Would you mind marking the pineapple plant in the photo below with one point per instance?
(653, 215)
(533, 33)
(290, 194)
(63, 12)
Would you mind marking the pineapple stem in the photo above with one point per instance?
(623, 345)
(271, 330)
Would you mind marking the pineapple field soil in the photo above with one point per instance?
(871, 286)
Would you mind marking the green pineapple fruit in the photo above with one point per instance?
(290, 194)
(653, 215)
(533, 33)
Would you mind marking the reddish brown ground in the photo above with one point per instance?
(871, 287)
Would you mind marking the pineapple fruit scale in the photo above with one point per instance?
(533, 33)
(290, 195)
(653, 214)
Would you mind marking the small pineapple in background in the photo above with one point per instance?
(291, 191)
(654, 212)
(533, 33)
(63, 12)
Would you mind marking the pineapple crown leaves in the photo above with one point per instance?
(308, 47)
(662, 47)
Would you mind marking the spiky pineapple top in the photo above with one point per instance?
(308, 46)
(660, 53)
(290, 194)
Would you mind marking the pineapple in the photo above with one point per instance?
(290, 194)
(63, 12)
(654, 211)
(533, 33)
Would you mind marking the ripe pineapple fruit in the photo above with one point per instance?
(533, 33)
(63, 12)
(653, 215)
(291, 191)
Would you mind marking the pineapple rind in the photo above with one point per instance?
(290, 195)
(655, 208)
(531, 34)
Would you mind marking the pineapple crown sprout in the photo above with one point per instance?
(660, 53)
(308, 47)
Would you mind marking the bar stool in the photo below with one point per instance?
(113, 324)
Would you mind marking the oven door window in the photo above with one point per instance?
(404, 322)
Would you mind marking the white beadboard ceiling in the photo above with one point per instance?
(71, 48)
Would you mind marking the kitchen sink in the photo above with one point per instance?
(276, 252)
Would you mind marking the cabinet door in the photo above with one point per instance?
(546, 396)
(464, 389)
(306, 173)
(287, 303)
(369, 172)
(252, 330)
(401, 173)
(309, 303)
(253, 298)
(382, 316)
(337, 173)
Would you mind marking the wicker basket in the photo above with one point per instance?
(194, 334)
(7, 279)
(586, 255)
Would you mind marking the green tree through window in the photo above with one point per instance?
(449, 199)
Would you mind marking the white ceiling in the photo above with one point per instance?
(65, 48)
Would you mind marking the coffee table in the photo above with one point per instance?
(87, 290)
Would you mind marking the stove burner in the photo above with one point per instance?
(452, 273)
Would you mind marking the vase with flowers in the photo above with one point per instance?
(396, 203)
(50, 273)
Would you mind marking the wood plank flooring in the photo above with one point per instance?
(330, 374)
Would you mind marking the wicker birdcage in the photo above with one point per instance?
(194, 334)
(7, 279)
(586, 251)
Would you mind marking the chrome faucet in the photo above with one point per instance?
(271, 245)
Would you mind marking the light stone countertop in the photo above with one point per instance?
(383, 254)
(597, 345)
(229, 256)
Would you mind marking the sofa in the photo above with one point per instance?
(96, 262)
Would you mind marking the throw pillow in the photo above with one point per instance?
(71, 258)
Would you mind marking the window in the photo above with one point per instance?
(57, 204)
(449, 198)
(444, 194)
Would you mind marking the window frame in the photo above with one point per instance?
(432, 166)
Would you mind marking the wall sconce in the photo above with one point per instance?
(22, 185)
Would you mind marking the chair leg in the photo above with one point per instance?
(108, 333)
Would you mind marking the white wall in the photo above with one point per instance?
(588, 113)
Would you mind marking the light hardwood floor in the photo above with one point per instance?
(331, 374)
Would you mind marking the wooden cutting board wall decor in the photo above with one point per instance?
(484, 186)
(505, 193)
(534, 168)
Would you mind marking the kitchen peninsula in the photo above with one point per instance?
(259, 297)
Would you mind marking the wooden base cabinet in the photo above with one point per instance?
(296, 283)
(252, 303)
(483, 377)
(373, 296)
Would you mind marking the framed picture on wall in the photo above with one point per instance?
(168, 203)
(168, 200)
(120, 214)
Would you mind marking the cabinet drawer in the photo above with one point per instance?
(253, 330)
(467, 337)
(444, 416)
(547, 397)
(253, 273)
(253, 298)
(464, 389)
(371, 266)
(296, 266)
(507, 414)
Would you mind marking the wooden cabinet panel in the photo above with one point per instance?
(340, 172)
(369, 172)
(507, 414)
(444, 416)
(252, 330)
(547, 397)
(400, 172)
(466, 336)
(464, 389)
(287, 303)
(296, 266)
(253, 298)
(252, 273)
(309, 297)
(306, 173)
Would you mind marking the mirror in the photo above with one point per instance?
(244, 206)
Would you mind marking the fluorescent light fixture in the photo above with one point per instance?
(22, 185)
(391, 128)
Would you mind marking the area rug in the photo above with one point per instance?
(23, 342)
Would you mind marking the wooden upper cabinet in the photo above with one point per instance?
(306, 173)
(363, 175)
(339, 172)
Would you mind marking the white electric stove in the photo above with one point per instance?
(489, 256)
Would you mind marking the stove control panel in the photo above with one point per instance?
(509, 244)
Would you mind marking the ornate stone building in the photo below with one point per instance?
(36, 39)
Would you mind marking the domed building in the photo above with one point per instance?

GIVEN INSTRUCTION
Exactly as they are written, print the entries again.

OUTPUT OF THE TASK
Would you mind marking the pineapple plant in the photo below with one point per instance?
(653, 215)
(533, 33)
(290, 194)
(63, 12)
Would you mind marking the pineapple stem in the photo above with one point per instance?
(623, 345)
(271, 330)
Would you mind marking the pineapple field soil in the photo above with one point per instance?
(871, 286)
Would you mind marking the green pineapple fruit in the photo above with one point per instance?
(290, 194)
(653, 215)
(533, 33)
Would you mind marking the reddish brown ground in the photo above with one point per instance?
(871, 287)
Would you mind marking the pineapple fruit scale in the photo above with one point per instance?
(533, 33)
(290, 195)
(653, 214)
Would you mind marking the small pineapple in background in the photo above with one point per instance?
(291, 191)
(654, 212)
(533, 33)
(63, 12)
Would you mind marking the pineapple crown leaves in the photo above with one point per instance?
(308, 47)
(662, 47)
Would you mind marking the spiky pineapple top in the photo above with one point per instance?
(308, 46)
(660, 53)
(290, 194)
Would you mind marking the pineapple in the photo above with one point per instance?
(290, 194)
(63, 12)
(654, 211)
(533, 33)
Would you mind marking the ripe pineapple fruit in the photo above with one point per instance?
(533, 33)
(63, 12)
(653, 215)
(291, 191)
Would you mind marking the pineapple rind in the photo above with one point per instance?
(290, 195)
(655, 208)
(531, 34)
Would you mind marking the pineapple crown sprout in the photo above with one point per instance?
(660, 53)
(308, 47)
Would you mind marking the bar stool in the photo below with one point per instance?
(113, 324)
Would you mind marking the oven door window in the photo above with one point per instance?
(404, 322)
Would you mind marking the white beadboard ceiling in the photo above with one point per instance?
(71, 48)
Would you mind marking the kitchen sink in the photo above with one point per instance?
(276, 252)
Would you mind marking the cabinet door in the photo above with one point per instance?
(546, 396)
(464, 389)
(306, 173)
(287, 303)
(369, 172)
(252, 330)
(401, 173)
(309, 303)
(253, 298)
(382, 316)
(337, 173)
Would you mind marking the wicker basket in the photo above with one point per instance?
(194, 334)
(7, 279)
(586, 255)
Would you mind marking the green tree through window in the photo above with one point per instance?
(449, 199)
Would you mind marking the white ceiling in the photo above with one point per instance?
(65, 48)
Would you mind marking the coffee table in the photo above with one point per instance?
(87, 290)
Would you mind marking the stove burner in the photo above with one point per instance?
(452, 273)
Would you mind marking the vase with flowers in the photo above with one point per instance?
(396, 203)
(50, 273)
Would you mind marking the wood plank flooring in the photo above with one point per instance?
(330, 374)
Would you mind marking the wicker birdcage in the photo above with one point per instance?
(194, 334)
(7, 279)
(586, 251)
Would you mind marking the chrome faucet in the photo above with one point per instance?
(271, 245)
Would you mind marking the light stone countertop in the photo above with one point per instance?
(383, 254)
(597, 345)
(229, 256)
Would you mind marking the sofa in the photo above with one point per instance?
(96, 262)
Would you mind marking the throw pillow in the photo above with one point per instance?
(71, 258)
Would you mind marking the window in the photo above with one point per instance?
(57, 204)
(449, 198)
(444, 194)
Would you mind marking the window frame in the photo above with one point per instance?
(432, 166)
Would you mind marking the wall sconce in the photo above with one point per instance?
(22, 185)
Would you mind marking the chair leg in the photo above with one point per instance?
(108, 333)
Would you mind marking the white wall in the photo above with one point per instance?
(588, 113)
Would you mind marking the light hardwood floor in the photo above with one point per instance?
(331, 374)
Would you mind marking the wooden cutting board wall decor in the photo above with one point per instance?
(484, 186)
(505, 193)
(534, 168)
Would you mind marking the kitchen peninsula in the photo above with one point per instance?
(259, 297)
Would you mind marking the wooden base cabinet in the photo above with one point per instance?
(296, 283)
(252, 303)
(483, 377)
(373, 296)
Would you mind marking the framed picture on wall in the photo above with one point per instance?
(168, 203)
(168, 200)
(120, 214)
Would you mind marking the cabinet drawer in the photo above with one point per instance?
(253, 330)
(467, 337)
(444, 416)
(547, 397)
(253, 273)
(253, 298)
(464, 389)
(371, 266)
(296, 266)
(507, 414)
Would you mind marking the wooden cabinet panel in the photo above with one point per instance?
(340, 172)
(369, 172)
(507, 414)
(444, 416)
(252, 330)
(547, 397)
(400, 172)
(466, 336)
(464, 389)
(287, 303)
(296, 266)
(253, 298)
(252, 273)
(309, 297)
(306, 173)
Would you mind marking the mirror in the photo above with one point per instance?
(244, 206)
Would you mind marking the fluorescent light fixture in the photo above with one point per instance?
(22, 185)
(391, 128)
Would you mind marking the area rug in the photo above with one point per instance?
(23, 342)
Would you mind marking the wooden upper cabinet in the photo above with one point per instance?
(306, 173)
(363, 175)
(339, 172)
Would you mind marking the white electric stove in the photo above with one point per instance?
(489, 256)
Would you mind marking the stove control panel in the photo above with one point per instance?
(509, 244)
Would you mind marking the ornate stone building in the photo below with one point per instance?
(36, 39)
Would you mind marking the domed building in the photo above with one point per instance?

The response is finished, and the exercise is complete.